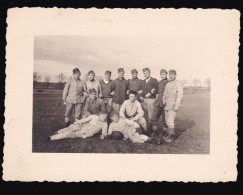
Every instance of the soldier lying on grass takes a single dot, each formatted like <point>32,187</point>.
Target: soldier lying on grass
<point>84,128</point>
<point>129,129</point>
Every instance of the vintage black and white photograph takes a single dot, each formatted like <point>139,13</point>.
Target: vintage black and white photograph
<point>121,94</point>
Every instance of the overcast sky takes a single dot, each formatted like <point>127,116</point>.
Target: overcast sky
<point>191,56</point>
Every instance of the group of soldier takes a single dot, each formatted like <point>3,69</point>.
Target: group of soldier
<point>120,108</point>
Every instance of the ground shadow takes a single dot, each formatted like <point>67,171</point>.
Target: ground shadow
<point>182,126</point>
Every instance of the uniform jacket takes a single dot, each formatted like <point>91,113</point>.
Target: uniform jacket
<point>161,88</point>
<point>172,95</point>
<point>73,91</point>
<point>147,87</point>
<point>95,85</point>
<point>96,107</point>
<point>135,84</point>
<point>119,87</point>
<point>131,109</point>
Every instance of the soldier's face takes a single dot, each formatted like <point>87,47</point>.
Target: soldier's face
<point>163,75</point>
<point>77,75</point>
<point>134,75</point>
<point>172,77</point>
<point>103,117</point>
<point>107,77</point>
<point>146,74</point>
<point>92,96</point>
<point>91,77</point>
<point>121,74</point>
<point>132,97</point>
<point>115,118</point>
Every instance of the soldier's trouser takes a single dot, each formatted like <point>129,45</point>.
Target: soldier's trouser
<point>170,120</point>
<point>137,138</point>
<point>69,109</point>
<point>116,107</point>
<point>148,106</point>
<point>157,112</point>
<point>73,131</point>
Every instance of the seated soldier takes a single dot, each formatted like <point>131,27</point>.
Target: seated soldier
<point>131,109</point>
<point>128,129</point>
<point>93,105</point>
<point>84,128</point>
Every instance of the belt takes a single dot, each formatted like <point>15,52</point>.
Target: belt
<point>130,116</point>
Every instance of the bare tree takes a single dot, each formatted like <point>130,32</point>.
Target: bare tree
<point>208,82</point>
<point>47,80</point>
<point>36,78</point>
<point>196,82</point>
<point>61,79</point>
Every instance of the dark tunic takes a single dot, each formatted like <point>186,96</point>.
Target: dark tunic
<point>162,84</point>
<point>106,89</point>
<point>119,87</point>
<point>147,87</point>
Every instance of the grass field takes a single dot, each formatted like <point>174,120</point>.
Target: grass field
<point>192,128</point>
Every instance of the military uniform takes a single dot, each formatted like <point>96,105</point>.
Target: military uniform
<point>172,97</point>
<point>135,85</point>
<point>159,106</point>
<point>133,110</point>
<point>73,95</point>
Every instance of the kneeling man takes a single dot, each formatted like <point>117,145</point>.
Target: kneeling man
<point>84,128</point>
<point>93,105</point>
<point>131,109</point>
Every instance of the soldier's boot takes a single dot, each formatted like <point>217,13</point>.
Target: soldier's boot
<point>170,138</point>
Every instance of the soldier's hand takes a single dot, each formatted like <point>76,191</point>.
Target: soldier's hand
<point>147,95</point>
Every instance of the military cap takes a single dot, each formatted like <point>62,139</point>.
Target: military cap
<point>92,91</point>
<point>146,69</point>
<point>172,72</point>
<point>76,70</point>
<point>163,71</point>
<point>120,70</point>
<point>134,71</point>
<point>108,72</point>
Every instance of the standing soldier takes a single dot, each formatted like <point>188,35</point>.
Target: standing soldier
<point>73,96</point>
<point>106,90</point>
<point>158,105</point>
<point>172,98</point>
<point>135,83</point>
<point>120,90</point>
<point>149,90</point>
<point>93,105</point>
<point>91,83</point>
<point>132,110</point>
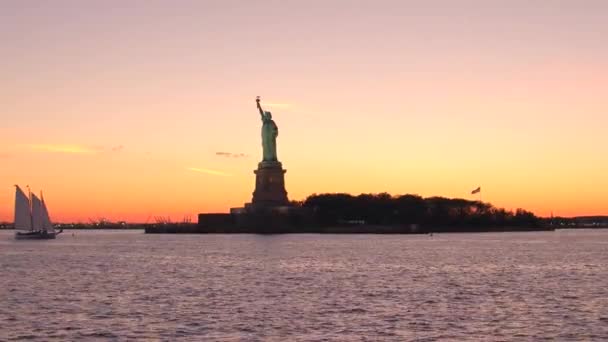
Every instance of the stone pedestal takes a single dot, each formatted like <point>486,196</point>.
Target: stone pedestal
<point>269,185</point>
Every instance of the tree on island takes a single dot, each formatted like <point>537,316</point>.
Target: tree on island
<point>449,214</point>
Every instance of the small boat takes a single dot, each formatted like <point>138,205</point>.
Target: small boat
<point>32,218</point>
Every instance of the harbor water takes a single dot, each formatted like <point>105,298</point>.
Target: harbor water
<point>126,285</point>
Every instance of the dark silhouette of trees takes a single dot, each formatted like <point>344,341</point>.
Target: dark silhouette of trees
<point>434,213</point>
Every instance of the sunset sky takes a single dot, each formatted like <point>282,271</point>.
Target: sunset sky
<point>118,109</point>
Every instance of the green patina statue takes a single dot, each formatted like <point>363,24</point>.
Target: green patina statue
<point>270,132</point>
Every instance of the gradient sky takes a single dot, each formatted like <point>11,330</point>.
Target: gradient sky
<point>117,109</point>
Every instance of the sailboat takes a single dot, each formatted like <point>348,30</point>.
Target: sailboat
<point>32,217</point>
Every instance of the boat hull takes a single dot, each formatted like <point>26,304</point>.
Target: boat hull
<point>37,235</point>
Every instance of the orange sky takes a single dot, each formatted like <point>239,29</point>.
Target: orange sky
<point>118,110</point>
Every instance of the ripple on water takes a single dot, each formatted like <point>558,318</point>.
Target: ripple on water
<point>127,285</point>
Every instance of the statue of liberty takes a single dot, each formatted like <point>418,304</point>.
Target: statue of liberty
<point>270,132</point>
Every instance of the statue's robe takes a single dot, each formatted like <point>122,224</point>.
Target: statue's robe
<point>270,131</point>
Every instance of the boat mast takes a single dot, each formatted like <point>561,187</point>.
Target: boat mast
<point>30,207</point>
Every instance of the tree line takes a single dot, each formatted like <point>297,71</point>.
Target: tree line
<point>384,209</point>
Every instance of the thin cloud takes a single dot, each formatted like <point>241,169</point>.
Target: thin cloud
<point>277,105</point>
<point>231,155</point>
<point>117,148</point>
<point>72,149</point>
<point>209,172</point>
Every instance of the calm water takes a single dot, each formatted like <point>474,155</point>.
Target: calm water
<point>127,285</point>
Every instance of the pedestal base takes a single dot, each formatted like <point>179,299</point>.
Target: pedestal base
<point>269,185</point>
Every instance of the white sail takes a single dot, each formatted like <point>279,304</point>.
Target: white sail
<point>36,213</point>
<point>46,220</point>
<point>23,218</point>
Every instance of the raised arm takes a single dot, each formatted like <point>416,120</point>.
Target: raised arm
<point>260,107</point>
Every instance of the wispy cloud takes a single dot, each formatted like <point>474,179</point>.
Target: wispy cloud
<point>209,172</point>
<point>73,148</point>
<point>277,105</point>
<point>231,155</point>
<point>58,148</point>
<point>117,148</point>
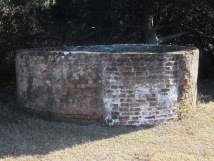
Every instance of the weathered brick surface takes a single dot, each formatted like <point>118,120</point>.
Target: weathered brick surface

--

Directions for this task ▸
Copy out all of the data above word for word, but leave out the pictures.

Full output ▸
Every instance of the soldier lying on grass takes a single dot, each formatted like <point>32,187</point>.
Target: soldier lying on grass
<point>84,128</point>
<point>129,129</point>
Every instance of the vintage black and white photograph takes a single dot, each formatted like <point>139,13</point>.
Target: vintage black and white photograph
<point>121,94</point>
Every instance of the overcast sky takes a single dot, each formatted like <point>127,116</point>.
Target: overcast sky
<point>191,56</point>
Every instance of the group of soldier takes a single dot, each formatted like <point>3,69</point>.
Target: group of soldier
<point>120,108</point>
Every instance of the ground shadow takes a single dot, each formatted like <point>67,171</point>.
Target: ground shadow
<point>182,126</point>
Every instance of the uniform jacket takes a single dot, each formatted like <point>91,113</point>.
Target: uniform jacket
<point>161,88</point>
<point>172,95</point>
<point>73,91</point>
<point>147,87</point>
<point>95,85</point>
<point>96,107</point>
<point>135,84</point>
<point>119,87</point>
<point>131,109</point>
Every instance of the soldier's face takes a single dot, each formatted like <point>87,47</point>.
Target: soldier's face
<point>163,75</point>
<point>77,75</point>
<point>134,75</point>
<point>172,77</point>
<point>103,117</point>
<point>107,77</point>
<point>146,74</point>
<point>92,96</point>
<point>91,77</point>
<point>121,74</point>
<point>132,97</point>
<point>115,118</point>
Every instance of the soldier's trouser takes a single dot, each formatted like <point>129,45</point>.
Target: soldier's trouser
<point>170,120</point>
<point>137,138</point>
<point>69,109</point>
<point>116,107</point>
<point>148,106</point>
<point>157,112</point>
<point>73,131</point>
Every instance of the seated soldier takes a single dot, each formatted like <point>131,27</point>.
Target: seated soldier
<point>131,109</point>
<point>128,129</point>
<point>93,105</point>
<point>84,128</point>
Every instance of the belt takes a single dot, each formatted like <point>15,52</point>.
Target: belt
<point>130,116</point>
Every instance of the bare tree takes a single dot, each formatted like <point>130,32</point>.
Target: bare tree
<point>208,82</point>
<point>47,80</point>
<point>36,78</point>
<point>196,82</point>
<point>61,79</point>
Every instance of the dark tunic takes a single dot, each formatted like <point>186,96</point>.
Target: dark tunic
<point>162,84</point>
<point>106,89</point>
<point>119,87</point>
<point>147,87</point>
Every instance of the grass field takes a single dot, each formatted like <point>174,120</point>.
Target: grass field
<point>192,128</point>
Every instance of the military uniform takes a single dot, each formatted like <point>96,105</point>.
Target: military uniform
<point>172,97</point>
<point>135,85</point>
<point>159,106</point>
<point>133,110</point>
<point>73,95</point>
Every instance of the kneeling man takes a single dot, each formatted like <point>117,145</point>.
Target: kneeling man
<point>84,128</point>
<point>93,105</point>
<point>131,109</point>
Every instance of the soldier's boot takes a single dot, each formatted like <point>217,13</point>.
Target: soldier's boot
<point>170,138</point>
Every instance of the soldier's hand takes a single dot, each formatted like <point>76,191</point>.
Target: soldier's hand
<point>147,95</point>
Every instance of the military cap takes a single dot, each formatted like <point>62,139</point>.
Target: military cap
<point>92,91</point>
<point>146,69</point>
<point>172,72</point>
<point>76,70</point>
<point>163,71</point>
<point>120,70</point>
<point>134,71</point>
<point>108,72</point>
Every instance of the standing soldier takes a single dot, each formatted like <point>188,35</point>.
Target: standing soldier
<point>73,96</point>
<point>106,90</point>
<point>158,105</point>
<point>172,98</point>
<point>135,83</point>
<point>120,90</point>
<point>149,90</point>
<point>93,105</point>
<point>91,83</point>
<point>132,110</point>
Every instance of the stone pedestal takes a single dot, each formatted like <point>486,196</point>.
Target: stone pedestal
<point>269,185</point>
Every instance of the tree on island takes a single dot, each formatted like <point>537,316</point>.
Target: tree on island
<point>449,214</point>
Every instance of the small boat takes a single dot, each formatted like <point>138,205</point>.
Target: small boat
<point>32,218</point>
Every instance of the harbor water takes a single dot, each formatted like <point>105,298</point>.
Target: harbor water
<point>126,285</point>
Every instance of the dark silhouette of trees takes a single dot, each formatted like <point>344,341</point>.
Target: dark silhouette of trees
<point>434,213</point>
Every instance of the sunset sky takes a single dot, each formatted like <point>282,271</point>.
Target: sunset sky
<point>118,109</point>
Every instance of the green patina statue takes a single dot, each formatted like <point>363,24</point>.
Target: green patina statue
<point>270,132</point>
Every instance of the gradient sky takes a single dot, each formatted like <point>11,330</point>.
Target: gradient sky
<point>117,109</point>
Every instance of the sailboat takes a single dot, each formatted like <point>348,30</point>.
Target: sailboat
<point>32,217</point>
Every instance of the boat hull takes a single dot, each formatted like <point>26,304</point>.
Target: boat hull
<point>37,235</point>
Every instance of the orange sky takes a single dot, each formatted like <point>239,29</point>.
Target: orange sky
<point>118,110</point>
Every instance of the ripple on water takes a single dot, each formatted like <point>558,318</point>.
Target: ripple on water
<point>127,285</point>
Every instance of the statue of liberty takes a single dot, each formatted like <point>418,304</point>.
Target: statue of liberty
<point>270,132</point>
Every instance of the statue's robe takes a single dot, each formatted like <point>122,224</point>.
Target: statue's robe
<point>270,131</point>
Every instance of the boat mast takes a single dot, each formatted like <point>561,187</point>.
Target: boat mast
<point>30,207</point>
Every instance of the tree line takes a single dot, each formatted like <point>297,71</point>.
Target: tree line
<point>384,209</point>
Every instance of the thin cloud takes a single dot, each formatted like <point>241,169</point>.
Target: thin cloud
<point>277,105</point>
<point>231,155</point>
<point>117,148</point>
<point>72,149</point>
<point>209,172</point>
Every instance of the calm water takes a single dot, each formatted like <point>474,155</point>.
Target: calm water
<point>127,285</point>
Every instance of the pedestal base takes a single dot, each formatted like <point>179,299</point>.
Target: pedestal base
<point>269,185</point>
Every instance of the white sail takes a single dot, each formatted like <point>279,304</point>.
Target: white sail
<point>36,213</point>
<point>46,220</point>
<point>23,218</point>
Every instance of the raised arm takes a single dot, each formatted like <point>416,120</point>.
Target: raised arm
<point>260,107</point>
Every instance of the wispy cloud takes a single dot, each formatted like <point>474,179</point>.
Target: wispy cloud
<point>209,172</point>
<point>73,148</point>
<point>277,105</point>
<point>231,155</point>
<point>58,148</point>
<point>117,148</point>
Every instance of the weathered brick surface takes a single dot, each formatted like <point>118,120</point>.
Target: weathered brick surface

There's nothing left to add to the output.